**Using the information**.
• A. Which U.S. stock indexes does the market report mention by name?
• B. Copy out a passage of the market report word for word. Begin at the words that contain "However, the protests" and stop after "in large-cap stocks.".

**Excerpted passage**.
Start of Block

[Good Morning Stock Market] Fed Hawkish Remarks and Rising COVID-19 Cases in China Weigh on KOSPI, Expected to Start Lower
[Asia Economy Reporter Hwang Yoon-joo] On the 29th, the Korean stock market is expected to start lower. Hawkish remarks from U.S. Federal Reserve (Fed) officials are likely to impact investor sentiment. Concerns over economic contraction due to the spread of COVID-19 in China also pose a burden. However, there is potential for a rebound buying trend centered on large-cap stocks.
On the previous day (local time) at the New York Stock Exchange (NYSE), the Dow Jones Industrial Average closed at 33,849.46, down 497.57 points (1.45%) from the previous session. The large-cap focused S&P 500 index ended at 3,963.94, down 62.18 points (1.54%), and the tech-heavy Nasdaq index closed at 11,049.50, down 176.86 points (1.58%).
Sangyoung Seo, Head of Mirae Asset Securities: "Starting lower... Rebound buying expected mainly in large-cap stocks"
The Korean stock market was sluggish the previous day due to the weekend's new COVID-19 spread in China. Particularly, as protests against intensified COVID lockdowns over the weekend expanded, overall investor sentiment weakened. This was a burden on the Korean stock market, which is highly dependent on exports, as it could exacerbate concerns about China's economic slowdown. Additionally, the won-dollar exchange rate surged by 16.5 won, intensifying won weakness, which negatively affected foreign investor flows, adding to the burden.
Amid this, the KOSPI is expected to start down about 0.5% on the 29th. The U.S. stock market's decline, highlighting concerns over economic slowdown due to the spread of COVID-19 in China, is expected to negatively impact the Korean market. In particular, Apple, which is likely to see reduced sales due to Foxconn factory concerns continuing from last Friday into Monday, fell 2.63%, and the Philadelphia Semiconductor Index also dropped 2.63%, adding to the burden.
Hawkish remarks from the Fed are also a concern. James Bullard, President of the St. Louis Fed, argued that high interest rates must be maintained in 2024 and warned that the market is underestimating the Fed's aggressive stance.
However, the protests related to COVID in China are viewed positively as they may accelerate policy changes by the Chinese government. This is because the former editor-in-chief of the Global Times, which reflects the Chinese government's voice, mentioned that China will emerge from the shadow of COVID faster than expected.
Therefore, the strong rebound buying of Chinese companies in the U.S. stock market is expected to positively influence the Chinese stock market today, raising expectations for improved investor sentiment. Considering this, the Korean stock market is expected to start lower but see rebound buying mainly in large-cap stocks.

End of Block

**Extracted information**.
Start of Block

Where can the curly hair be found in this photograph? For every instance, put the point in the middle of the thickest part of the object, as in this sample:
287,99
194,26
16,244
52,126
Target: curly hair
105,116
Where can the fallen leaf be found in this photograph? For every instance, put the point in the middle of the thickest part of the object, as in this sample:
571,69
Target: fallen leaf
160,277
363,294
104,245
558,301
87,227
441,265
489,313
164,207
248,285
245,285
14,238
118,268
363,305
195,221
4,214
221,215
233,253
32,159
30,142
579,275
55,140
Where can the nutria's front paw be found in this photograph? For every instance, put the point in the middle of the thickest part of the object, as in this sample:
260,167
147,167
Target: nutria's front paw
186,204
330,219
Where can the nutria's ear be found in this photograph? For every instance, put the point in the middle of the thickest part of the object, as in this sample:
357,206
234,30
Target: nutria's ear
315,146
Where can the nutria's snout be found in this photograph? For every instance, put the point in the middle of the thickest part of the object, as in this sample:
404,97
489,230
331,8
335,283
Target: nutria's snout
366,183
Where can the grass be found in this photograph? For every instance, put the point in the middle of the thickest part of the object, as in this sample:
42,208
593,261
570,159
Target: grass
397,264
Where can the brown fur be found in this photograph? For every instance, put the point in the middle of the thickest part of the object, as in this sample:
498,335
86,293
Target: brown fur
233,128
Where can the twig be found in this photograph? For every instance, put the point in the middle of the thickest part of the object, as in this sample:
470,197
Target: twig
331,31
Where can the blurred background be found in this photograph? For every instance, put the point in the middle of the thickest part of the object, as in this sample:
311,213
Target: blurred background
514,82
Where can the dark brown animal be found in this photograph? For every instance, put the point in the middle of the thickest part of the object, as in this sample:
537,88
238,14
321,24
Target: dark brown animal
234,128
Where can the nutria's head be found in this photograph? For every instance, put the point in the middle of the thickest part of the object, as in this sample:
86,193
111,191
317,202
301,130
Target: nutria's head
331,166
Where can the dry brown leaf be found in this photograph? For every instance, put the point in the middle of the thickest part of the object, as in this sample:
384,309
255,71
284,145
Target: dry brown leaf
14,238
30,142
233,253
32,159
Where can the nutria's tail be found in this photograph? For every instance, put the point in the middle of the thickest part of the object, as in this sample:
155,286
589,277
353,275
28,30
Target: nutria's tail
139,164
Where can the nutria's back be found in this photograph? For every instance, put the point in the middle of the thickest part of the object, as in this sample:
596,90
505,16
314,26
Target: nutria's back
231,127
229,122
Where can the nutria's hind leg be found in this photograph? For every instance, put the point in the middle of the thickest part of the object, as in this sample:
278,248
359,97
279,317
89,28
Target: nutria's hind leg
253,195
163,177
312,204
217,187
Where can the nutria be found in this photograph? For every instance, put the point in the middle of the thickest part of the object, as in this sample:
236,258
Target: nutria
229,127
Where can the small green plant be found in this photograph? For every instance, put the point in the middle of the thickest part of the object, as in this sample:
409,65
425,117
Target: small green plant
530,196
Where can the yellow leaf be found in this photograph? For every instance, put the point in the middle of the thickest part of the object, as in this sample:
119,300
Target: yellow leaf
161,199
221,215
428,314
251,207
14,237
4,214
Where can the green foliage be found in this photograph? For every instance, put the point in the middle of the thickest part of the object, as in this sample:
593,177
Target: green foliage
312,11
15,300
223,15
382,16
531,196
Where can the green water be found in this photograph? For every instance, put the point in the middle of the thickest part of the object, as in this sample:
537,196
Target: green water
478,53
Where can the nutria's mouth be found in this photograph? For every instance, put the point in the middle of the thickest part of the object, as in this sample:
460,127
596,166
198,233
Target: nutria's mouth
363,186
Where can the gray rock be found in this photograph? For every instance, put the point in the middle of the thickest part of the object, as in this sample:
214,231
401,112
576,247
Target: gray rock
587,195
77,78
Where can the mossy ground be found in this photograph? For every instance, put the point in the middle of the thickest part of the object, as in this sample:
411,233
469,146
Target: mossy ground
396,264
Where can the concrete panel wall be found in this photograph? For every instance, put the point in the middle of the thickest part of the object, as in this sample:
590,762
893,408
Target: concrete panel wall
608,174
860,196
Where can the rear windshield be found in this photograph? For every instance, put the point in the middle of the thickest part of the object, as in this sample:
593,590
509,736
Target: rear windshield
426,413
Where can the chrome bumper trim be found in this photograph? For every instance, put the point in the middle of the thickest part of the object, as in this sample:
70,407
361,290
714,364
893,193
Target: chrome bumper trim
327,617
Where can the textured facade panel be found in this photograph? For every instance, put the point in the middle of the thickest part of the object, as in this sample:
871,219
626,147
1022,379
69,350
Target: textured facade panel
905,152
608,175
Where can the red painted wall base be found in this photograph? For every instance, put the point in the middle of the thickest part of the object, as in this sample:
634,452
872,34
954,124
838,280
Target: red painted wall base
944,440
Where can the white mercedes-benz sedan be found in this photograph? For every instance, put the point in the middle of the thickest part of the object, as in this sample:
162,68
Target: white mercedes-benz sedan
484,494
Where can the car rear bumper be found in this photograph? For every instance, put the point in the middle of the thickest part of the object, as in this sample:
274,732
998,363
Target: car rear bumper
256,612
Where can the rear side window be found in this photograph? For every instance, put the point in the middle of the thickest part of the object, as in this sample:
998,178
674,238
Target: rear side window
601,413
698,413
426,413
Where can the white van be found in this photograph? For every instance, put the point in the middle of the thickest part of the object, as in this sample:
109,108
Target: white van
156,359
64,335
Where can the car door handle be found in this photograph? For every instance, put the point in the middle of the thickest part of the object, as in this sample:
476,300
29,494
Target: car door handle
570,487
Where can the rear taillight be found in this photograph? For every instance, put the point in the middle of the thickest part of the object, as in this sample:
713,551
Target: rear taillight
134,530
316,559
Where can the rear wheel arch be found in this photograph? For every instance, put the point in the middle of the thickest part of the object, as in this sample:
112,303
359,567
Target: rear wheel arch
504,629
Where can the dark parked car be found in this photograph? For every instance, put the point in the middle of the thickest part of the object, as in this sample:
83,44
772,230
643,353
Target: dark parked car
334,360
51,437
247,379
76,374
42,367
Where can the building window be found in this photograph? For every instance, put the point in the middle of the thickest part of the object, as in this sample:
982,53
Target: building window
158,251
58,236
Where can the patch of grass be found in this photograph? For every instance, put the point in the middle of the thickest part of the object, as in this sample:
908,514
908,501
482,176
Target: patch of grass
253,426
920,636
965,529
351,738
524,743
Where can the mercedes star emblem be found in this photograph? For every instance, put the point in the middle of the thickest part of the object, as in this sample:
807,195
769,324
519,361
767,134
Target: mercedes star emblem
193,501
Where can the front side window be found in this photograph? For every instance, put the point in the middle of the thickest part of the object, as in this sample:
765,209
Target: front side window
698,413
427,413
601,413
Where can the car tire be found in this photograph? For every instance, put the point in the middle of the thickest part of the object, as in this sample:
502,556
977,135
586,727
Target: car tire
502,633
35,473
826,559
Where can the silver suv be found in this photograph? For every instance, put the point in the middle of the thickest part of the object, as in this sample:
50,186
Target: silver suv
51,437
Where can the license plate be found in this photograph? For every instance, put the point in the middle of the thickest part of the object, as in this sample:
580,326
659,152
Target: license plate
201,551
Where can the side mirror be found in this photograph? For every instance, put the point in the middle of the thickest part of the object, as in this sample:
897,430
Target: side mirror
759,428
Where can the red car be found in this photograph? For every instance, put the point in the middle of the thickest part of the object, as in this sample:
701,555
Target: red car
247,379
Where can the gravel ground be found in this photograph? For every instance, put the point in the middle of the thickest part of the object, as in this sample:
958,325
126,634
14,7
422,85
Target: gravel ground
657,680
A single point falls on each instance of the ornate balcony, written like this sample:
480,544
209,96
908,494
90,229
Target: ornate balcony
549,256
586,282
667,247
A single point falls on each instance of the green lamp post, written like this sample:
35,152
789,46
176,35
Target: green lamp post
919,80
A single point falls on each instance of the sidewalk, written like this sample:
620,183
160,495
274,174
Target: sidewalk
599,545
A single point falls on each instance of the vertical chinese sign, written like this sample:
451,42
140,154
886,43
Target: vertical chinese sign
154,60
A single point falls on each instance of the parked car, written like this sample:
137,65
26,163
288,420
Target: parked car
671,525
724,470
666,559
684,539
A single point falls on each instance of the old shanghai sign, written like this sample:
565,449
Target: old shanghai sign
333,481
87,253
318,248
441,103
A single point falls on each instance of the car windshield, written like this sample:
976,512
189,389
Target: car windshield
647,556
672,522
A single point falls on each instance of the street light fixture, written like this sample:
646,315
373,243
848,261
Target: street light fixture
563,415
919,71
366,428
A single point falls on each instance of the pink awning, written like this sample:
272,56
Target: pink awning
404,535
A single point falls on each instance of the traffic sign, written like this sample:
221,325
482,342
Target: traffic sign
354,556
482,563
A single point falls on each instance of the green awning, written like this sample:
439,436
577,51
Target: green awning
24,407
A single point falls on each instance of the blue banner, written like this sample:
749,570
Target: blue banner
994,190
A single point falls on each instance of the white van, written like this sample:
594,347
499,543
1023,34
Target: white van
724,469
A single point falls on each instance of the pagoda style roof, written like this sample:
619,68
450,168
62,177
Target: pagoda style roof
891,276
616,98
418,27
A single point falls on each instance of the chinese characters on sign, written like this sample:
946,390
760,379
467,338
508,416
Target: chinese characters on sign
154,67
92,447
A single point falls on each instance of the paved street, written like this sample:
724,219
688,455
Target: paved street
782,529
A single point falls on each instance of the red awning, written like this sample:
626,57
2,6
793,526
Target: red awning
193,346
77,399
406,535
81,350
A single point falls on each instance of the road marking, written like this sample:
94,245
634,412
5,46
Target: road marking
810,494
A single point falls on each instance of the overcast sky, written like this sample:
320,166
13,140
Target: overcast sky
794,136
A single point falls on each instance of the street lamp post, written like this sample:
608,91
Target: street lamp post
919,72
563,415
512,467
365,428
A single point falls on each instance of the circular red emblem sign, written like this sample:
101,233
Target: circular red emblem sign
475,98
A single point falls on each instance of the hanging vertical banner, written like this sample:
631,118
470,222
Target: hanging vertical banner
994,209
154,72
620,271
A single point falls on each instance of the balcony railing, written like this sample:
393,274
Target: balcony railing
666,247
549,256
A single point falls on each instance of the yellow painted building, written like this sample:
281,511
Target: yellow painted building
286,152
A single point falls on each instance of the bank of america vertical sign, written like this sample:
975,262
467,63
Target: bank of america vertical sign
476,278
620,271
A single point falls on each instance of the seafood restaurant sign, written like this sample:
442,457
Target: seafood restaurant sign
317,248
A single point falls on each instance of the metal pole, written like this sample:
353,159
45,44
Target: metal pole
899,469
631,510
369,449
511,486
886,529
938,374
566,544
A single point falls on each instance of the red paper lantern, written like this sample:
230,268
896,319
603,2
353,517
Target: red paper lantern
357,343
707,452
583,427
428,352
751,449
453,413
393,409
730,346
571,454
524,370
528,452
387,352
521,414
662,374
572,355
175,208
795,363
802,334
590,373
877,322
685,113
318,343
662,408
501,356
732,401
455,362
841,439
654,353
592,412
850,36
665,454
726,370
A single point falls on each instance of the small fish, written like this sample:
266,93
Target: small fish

End of Block

**Answer section**.
• A.
- Dow Jones Industrial Average
- S&P 500
- Nasdaq
- Philadelphia Semiconductor Index

• B.
However, the protests related to COVID in China are viewed positively as they may accelerate policy changes by the Chinese government. This is because the former editor-in-chief of the Global Times, which reflects the Chinese government's voice, mentioned that China will emerge from the shadow of COVID faster than expected.
Therefore, the strong rebound buying of Chinese companies in the U.S. stock market is expected to positively influence the Chinese stock market today, raising expectations for improved investor sentiment. Considering this, the Korean stock market is expected to start lower but see rebound buying mainly in large-cap stocks.